Scan the entries below. Report each line where the string "like" occurs.

======== Entries supplied

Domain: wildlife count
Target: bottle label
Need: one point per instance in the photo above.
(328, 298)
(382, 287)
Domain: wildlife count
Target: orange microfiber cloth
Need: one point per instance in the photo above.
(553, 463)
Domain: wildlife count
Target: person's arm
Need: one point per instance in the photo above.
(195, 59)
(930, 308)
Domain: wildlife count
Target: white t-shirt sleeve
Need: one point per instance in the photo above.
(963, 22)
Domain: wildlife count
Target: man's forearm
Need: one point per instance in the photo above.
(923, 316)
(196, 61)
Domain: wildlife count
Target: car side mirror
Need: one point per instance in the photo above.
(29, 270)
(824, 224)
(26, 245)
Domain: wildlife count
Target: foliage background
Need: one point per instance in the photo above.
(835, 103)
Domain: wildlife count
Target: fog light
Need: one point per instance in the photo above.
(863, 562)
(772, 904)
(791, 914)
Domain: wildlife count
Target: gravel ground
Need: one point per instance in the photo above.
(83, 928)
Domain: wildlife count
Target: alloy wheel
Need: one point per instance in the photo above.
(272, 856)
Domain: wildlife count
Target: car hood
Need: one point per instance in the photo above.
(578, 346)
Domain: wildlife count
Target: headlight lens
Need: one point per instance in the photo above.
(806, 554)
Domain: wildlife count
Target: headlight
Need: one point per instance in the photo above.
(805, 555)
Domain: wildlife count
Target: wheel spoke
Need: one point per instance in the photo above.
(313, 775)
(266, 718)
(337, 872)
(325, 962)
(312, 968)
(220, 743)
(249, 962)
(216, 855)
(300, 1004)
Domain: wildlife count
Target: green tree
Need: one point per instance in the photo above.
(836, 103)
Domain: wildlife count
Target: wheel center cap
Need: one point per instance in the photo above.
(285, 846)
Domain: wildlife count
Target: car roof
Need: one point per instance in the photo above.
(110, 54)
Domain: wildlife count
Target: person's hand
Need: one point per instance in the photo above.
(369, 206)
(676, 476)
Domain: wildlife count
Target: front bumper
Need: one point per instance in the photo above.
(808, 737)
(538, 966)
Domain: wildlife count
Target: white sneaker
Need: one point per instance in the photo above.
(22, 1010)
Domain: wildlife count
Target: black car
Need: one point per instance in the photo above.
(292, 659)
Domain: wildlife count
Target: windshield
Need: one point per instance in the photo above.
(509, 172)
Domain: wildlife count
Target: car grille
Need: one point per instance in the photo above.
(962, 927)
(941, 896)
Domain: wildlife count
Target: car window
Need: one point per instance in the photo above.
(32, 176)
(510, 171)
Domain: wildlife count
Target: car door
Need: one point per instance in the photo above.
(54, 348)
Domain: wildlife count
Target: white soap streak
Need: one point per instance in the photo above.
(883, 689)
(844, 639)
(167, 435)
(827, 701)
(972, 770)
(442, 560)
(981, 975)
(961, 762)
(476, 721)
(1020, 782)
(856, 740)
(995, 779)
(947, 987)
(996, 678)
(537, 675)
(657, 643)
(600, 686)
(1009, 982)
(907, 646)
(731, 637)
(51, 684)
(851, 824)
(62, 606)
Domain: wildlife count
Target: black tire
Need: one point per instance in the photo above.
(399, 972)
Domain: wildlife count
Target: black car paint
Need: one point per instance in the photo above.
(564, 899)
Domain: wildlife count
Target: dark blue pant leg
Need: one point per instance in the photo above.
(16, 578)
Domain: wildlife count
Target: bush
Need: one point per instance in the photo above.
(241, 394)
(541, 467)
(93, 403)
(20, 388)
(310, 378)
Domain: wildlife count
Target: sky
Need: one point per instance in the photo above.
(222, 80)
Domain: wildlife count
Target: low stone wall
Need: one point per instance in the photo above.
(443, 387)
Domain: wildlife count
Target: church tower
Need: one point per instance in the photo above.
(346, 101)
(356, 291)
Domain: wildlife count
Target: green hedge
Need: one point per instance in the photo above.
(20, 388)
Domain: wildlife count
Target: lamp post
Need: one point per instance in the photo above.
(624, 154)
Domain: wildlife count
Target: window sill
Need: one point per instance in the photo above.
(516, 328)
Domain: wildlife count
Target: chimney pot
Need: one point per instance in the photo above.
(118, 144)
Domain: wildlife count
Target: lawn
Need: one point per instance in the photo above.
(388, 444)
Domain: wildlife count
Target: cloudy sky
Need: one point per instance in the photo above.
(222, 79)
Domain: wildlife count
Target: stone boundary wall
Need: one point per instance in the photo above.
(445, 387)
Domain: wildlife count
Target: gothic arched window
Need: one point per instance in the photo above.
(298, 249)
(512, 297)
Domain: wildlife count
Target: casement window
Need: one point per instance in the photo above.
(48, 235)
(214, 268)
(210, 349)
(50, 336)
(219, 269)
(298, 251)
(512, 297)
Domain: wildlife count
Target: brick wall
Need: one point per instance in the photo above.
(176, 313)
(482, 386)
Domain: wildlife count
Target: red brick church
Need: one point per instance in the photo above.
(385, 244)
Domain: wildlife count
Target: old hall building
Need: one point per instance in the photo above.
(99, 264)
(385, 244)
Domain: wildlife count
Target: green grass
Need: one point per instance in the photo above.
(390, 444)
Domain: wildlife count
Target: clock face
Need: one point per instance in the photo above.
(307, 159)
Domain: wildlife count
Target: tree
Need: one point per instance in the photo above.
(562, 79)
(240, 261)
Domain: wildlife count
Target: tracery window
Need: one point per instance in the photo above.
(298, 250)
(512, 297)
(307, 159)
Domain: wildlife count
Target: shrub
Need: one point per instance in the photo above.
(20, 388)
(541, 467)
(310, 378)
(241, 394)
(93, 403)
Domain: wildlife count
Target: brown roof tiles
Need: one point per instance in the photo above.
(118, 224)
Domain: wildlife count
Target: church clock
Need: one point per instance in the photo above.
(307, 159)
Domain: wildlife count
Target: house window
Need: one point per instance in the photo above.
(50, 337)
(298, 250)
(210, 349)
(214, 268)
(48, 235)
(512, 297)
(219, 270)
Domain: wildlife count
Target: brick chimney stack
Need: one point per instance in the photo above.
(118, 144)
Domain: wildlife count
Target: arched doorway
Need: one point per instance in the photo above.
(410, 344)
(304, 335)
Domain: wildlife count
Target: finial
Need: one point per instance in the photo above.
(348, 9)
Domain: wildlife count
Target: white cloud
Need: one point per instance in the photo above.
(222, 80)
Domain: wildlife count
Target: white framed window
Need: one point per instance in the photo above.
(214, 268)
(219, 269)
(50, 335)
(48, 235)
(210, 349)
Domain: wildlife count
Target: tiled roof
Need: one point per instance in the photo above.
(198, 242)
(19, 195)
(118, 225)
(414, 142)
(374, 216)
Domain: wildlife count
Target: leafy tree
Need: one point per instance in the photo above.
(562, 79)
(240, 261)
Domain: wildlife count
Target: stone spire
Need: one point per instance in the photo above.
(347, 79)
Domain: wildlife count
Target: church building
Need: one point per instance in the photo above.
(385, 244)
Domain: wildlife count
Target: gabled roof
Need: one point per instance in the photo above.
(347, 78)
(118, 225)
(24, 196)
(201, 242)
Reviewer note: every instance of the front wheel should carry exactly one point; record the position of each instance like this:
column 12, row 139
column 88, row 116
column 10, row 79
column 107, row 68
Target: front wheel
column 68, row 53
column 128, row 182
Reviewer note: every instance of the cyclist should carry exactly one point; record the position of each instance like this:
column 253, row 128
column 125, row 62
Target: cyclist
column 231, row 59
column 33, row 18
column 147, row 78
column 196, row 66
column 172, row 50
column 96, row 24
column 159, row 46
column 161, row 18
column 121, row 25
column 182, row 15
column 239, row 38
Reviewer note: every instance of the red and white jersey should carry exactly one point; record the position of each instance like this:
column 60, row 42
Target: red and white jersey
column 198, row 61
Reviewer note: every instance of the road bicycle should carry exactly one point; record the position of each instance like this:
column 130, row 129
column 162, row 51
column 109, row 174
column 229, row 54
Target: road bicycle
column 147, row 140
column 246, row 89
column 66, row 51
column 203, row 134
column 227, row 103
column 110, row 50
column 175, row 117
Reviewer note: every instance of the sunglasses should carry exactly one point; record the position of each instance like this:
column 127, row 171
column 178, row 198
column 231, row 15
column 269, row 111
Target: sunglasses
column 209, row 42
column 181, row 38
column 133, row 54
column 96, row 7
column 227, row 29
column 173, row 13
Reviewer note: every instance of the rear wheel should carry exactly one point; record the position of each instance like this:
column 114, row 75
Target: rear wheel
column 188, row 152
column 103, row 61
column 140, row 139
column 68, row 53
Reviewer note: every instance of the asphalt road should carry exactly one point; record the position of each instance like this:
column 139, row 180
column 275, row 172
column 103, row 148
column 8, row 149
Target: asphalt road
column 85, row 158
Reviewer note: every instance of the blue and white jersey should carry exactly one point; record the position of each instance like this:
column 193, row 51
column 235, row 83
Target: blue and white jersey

================

_Exercise answer_
Reviewer note: every instance of the front wheel should carry exactly one point; record the position of each instance like this:
Reviewer note: every instance of the cyclist should carry exactly one point; record the position of each instance like this:
Reviewer note: every instance of the red and white jersey should carry exactly one point; record the position of each instance like this:
Reviewer note: every instance of the road bicycle should carry exactly one point; record the position of each instance like this:
Reviewer note: every instance of the sunglasses should carry exactly one point; record the position of each instance like this:
Reviewer note: every instance of the rear wheel should carry exactly one point; record the position of each instance like this:
Reviewer note: every instance of the asphalt road should carry exactly one point; record the position of each instance like this:
Reviewer note: every instance of the blue and white jersey should carry exactly one point; record the position of each instance like this:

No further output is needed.